▶ PROBLEM STATEMENT
Transcribe all records exactly.

▶ Coordinate labeling data
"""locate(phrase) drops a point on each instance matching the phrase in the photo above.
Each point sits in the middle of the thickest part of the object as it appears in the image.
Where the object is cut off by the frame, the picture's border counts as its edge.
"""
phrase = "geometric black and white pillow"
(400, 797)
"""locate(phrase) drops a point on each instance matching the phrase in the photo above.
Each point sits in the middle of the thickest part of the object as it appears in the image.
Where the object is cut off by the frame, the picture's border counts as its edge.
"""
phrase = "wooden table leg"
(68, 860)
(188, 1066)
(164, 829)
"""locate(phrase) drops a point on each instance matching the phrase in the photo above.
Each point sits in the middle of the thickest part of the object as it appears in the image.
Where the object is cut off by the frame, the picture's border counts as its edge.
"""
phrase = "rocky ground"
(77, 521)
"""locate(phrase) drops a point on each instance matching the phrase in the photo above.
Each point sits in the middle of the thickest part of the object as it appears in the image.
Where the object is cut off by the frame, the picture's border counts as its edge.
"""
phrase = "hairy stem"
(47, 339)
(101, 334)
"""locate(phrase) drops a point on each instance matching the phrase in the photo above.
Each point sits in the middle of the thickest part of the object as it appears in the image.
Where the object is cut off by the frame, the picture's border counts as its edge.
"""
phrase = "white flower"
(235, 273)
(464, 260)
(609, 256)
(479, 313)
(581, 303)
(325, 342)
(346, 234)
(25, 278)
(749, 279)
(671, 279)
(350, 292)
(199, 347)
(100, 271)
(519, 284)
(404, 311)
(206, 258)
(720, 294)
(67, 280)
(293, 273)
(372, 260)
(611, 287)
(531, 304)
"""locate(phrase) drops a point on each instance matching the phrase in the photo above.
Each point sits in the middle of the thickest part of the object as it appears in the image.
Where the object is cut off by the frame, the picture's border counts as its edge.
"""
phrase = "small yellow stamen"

▶ WRITTEN ANSWER
"""locate(phrase) drops a point on each instance matching the phrase in the photo above.
Each point sits in the middle of the thickest part of the object as it appears in the image.
Where the object is cut off by the frame, the picture's border counts as its edge.
"""
phrase = "geometric black and white pillow"
(400, 797)
"""locate(phrase) drops a point on each instance matching the phrase in the photo above.
Each point sits in the middle of the thickest part of the object as it appears in the image.
Where the object is cut off by the frame, the picture's border counts as its edge.
"""
phrase = "wooden table leg"
(68, 860)
(188, 1066)
(164, 829)
"""locate(phrase) drops a point on each instance matching the phrase in the photo above.
Each point sits in the middle of the thickest part of the object as it appears in the image.
Where the object is cut off by the frame, the picture's border counts as its edge.
"""
phrase = "rocky ground"
(77, 521)
"""locate(phrase) drops a point on each instance matching the phrase in the photo above.
Each point sits in the middle of the thickest part of the object as it appears in the image.
Where the object is cut off by the frame, the picture's border counts as its edge.
"""
phrase = "hairy stem"
(47, 339)
(101, 334)
"""locate(phrase) drops a point on each instance matching the phrase in the photo above.
Each point sits in the middle of the thickest part of the object as it appears in the image.
Where the object is cut off by the frame, the picture's border counts as its edge.
"""
phrase = "white flower"
(235, 273)
(464, 260)
(609, 256)
(479, 313)
(581, 303)
(325, 342)
(346, 234)
(25, 278)
(749, 279)
(671, 279)
(350, 292)
(199, 347)
(100, 271)
(519, 284)
(404, 311)
(206, 258)
(720, 294)
(67, 280)
(293, 273)
(372, 260)
(611, 287)
(531, 304)
"""locate(phrase) drops a point on each instance matching the phrase in the photo above.
Each point sits in the middle of the thickest part of the object as it appears in the image.
Where the object is cut off by the frame, the picture's border counts as its edge.
"""
phrase = "small yellow stamen"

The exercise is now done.